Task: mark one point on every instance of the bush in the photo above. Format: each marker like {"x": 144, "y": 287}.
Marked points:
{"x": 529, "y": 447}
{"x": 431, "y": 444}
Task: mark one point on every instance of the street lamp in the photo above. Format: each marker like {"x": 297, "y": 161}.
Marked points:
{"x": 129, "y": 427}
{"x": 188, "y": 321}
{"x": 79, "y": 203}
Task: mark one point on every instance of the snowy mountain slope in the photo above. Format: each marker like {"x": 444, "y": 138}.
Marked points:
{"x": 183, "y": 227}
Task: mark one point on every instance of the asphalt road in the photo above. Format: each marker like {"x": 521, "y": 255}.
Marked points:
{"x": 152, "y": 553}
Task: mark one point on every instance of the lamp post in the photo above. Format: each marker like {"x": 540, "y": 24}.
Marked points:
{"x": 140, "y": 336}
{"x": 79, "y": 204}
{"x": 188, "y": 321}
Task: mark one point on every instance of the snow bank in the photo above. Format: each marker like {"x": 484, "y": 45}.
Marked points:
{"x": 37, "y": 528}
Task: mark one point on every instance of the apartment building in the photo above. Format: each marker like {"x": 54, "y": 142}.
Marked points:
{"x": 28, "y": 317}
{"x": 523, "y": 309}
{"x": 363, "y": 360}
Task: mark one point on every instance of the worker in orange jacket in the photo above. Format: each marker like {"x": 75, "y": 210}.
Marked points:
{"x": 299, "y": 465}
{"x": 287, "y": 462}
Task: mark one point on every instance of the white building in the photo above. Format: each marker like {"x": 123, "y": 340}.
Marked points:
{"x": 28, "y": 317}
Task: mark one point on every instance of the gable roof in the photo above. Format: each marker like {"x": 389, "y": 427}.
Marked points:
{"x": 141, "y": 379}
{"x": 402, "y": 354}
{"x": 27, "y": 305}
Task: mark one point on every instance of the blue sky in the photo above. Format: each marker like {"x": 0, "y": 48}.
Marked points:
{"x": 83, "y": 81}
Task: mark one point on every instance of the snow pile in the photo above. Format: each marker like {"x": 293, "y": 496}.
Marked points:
=====
## [Problem details]
Retype every one of the records above verbatim, with no changes of any kind.

## [Task solution]
Task: mark one point on every instance of the bush in the photo above. Format: each marker like {"x": 144, "y": 287}.
Marked points:
{"x": 529, "y": 447}
{"x": 431, "y": 444}
Task: mark one point on every instance of the street lamp in the photo above. Format: each marker like {"x": 297, "y": 161}.
Marked points:
{"x": 129, "y": 427}
{"x": 188, "y": 321}
{"x": 79, "y": 203}
Task: mark one point on every instance of the snowy mountain slope in the photo above. Format: each marker like {"x": 444, "y": 138}.
Marked points:
{"x": 183, "y": 227}
Task: mark one point on every instance of the asphalt road in the photo above. Format: each marker like {"x": 521, "y": 255}.
Marked points:
{"x": 152, "y": 553}
Task: mark one point on every instance of the lamp post in the photo above. Format: each marker like {"x": 540, "y": 24}.
Marked points:
{"x": 140, "y": 336}
{"x": 79, "y": 204}
{"x": 188, "y": 321}
Task: mark one point on every instance of the snow bank in the photo above. Format: each marker like {"x": 484, "y": 45}.
Marked points:
{"x": 37, "y": 528}
Task: mark one point on every instance of the apartment building in the photo above. Format: each marker like {"x": 54, "y": 142}.
Marked points:
{"x": 28, "y": 317}
{"x": 523, "y": 309}
{"x": 363, "y": 360}
Task: mark one point on every instance of the worker in orange jacket in the photo above. Format: each marker like {"x": 75, "y": 210}.
Marked points:
{"x": 299, "y": 465}
{"x": 287, "y": 462}
Task: mark one point on every instance of the white building in the photo above. Format: each marker like {"x": 123, "y": 340}.
Marked points:
{"x": 28, "y": 317}
Task: mark one point on every instance of the gable roof in the photo above. Format: each marker like {"x": 389, "y": 427}.
Marked points:
{"x": 141, "y": 379}
{"x": 402, "y": 354}
{"x": 27, "y": 305}
Task: mark one point on every instance of the blue sky in the photo above. Format: each marker like {"x": 0, "y": 48}.
Marked points:
{"x": 83, "y": 81}
Task: mark one point on every instance of the snow pile in the photo above. Format: each marker like {"x": 293, "y": 496}.
Marked points:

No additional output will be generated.